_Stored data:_
───

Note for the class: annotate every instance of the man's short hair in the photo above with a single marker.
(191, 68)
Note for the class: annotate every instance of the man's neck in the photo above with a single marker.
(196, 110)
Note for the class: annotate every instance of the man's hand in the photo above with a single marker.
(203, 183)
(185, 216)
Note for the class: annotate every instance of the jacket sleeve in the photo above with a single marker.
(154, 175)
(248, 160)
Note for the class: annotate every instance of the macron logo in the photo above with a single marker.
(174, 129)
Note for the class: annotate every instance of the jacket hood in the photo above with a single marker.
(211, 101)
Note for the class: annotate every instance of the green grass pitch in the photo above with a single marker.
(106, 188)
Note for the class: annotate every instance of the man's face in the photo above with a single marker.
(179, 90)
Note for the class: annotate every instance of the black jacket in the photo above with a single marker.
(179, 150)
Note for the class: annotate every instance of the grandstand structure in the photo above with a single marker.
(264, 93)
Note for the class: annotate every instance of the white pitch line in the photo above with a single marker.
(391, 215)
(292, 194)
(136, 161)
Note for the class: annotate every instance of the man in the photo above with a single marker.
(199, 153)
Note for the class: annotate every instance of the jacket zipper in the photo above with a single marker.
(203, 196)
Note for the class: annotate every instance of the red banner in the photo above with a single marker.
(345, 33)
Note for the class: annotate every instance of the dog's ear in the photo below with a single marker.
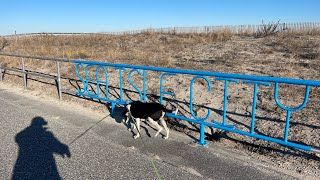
(125, 112)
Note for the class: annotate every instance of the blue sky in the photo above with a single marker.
(25, 16)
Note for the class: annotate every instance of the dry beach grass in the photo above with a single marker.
(291, 55)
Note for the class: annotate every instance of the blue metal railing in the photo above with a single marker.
(227, 78)
(101, 70)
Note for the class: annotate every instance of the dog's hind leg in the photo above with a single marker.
(138, 128)
(154, 123)
(164, 124)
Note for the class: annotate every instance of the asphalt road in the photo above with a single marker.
(43, 139)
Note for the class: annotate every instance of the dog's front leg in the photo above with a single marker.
(156, 125)
(138, 128)
(164, 124)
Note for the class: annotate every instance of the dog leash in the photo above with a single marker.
(144, 145)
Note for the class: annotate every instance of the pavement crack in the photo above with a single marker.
(82, 134)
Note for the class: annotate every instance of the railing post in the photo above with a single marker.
(0, 73)
(24, 73)
(202, 133)
(59, 80)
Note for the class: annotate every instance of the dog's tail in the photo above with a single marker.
(174, 111)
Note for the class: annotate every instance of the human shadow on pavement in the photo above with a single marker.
(37, 146)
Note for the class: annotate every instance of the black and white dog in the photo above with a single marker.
(153, 112)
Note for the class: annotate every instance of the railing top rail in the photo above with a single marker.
(208, 73)
(182, 71)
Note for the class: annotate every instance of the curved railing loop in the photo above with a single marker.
(191, 97)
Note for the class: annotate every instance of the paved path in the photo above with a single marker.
(43, 139)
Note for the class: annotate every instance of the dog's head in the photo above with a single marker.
(126, 114)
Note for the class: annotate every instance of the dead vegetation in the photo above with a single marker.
(283, 54)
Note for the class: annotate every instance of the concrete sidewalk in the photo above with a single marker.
(99, 147)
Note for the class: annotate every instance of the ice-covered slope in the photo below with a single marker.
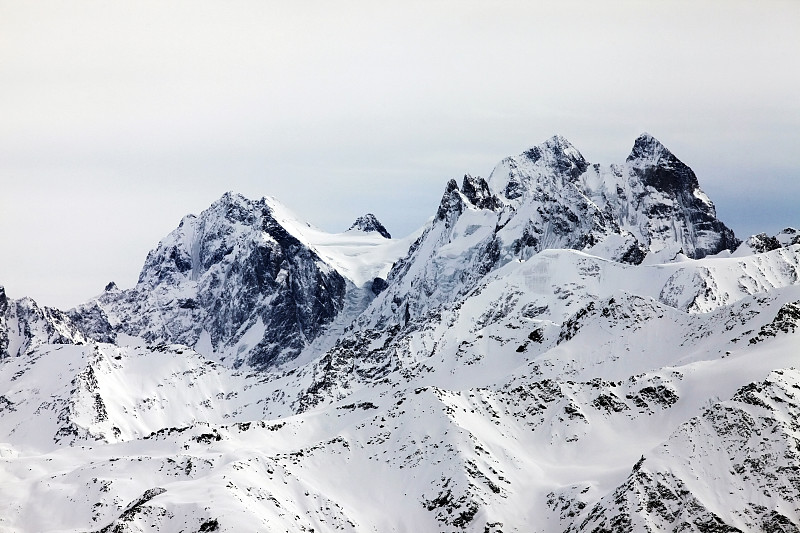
(249, 282)
(527, 446)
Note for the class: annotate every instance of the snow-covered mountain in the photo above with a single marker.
(562, 347)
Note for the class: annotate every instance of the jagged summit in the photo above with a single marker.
(646, 147)
(554, 319)
(368, 223)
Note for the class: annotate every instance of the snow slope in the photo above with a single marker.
(563, 347)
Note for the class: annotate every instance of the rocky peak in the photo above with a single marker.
(477, 192)
(451, 201)
(560, 155)
(648, 148)
(369, 223)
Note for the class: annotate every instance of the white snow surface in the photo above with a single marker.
(489, 387)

───

Rewrite everything from the line containing "Note for the class: annotate every instance of the rocky" down to the end of the data, keeping the request lines as they stand and adding 72 to every number in the answer coordinates.

Note for the class: annotate every instance of the rocky peak in the photo above with a single marker.
(549, 264)
(523, 273)
(632, 227)
(720, 220)
(441, 295)
Note for the class: annotate every instance of the white snow surface in the photo above with a single marker.
(561, 459)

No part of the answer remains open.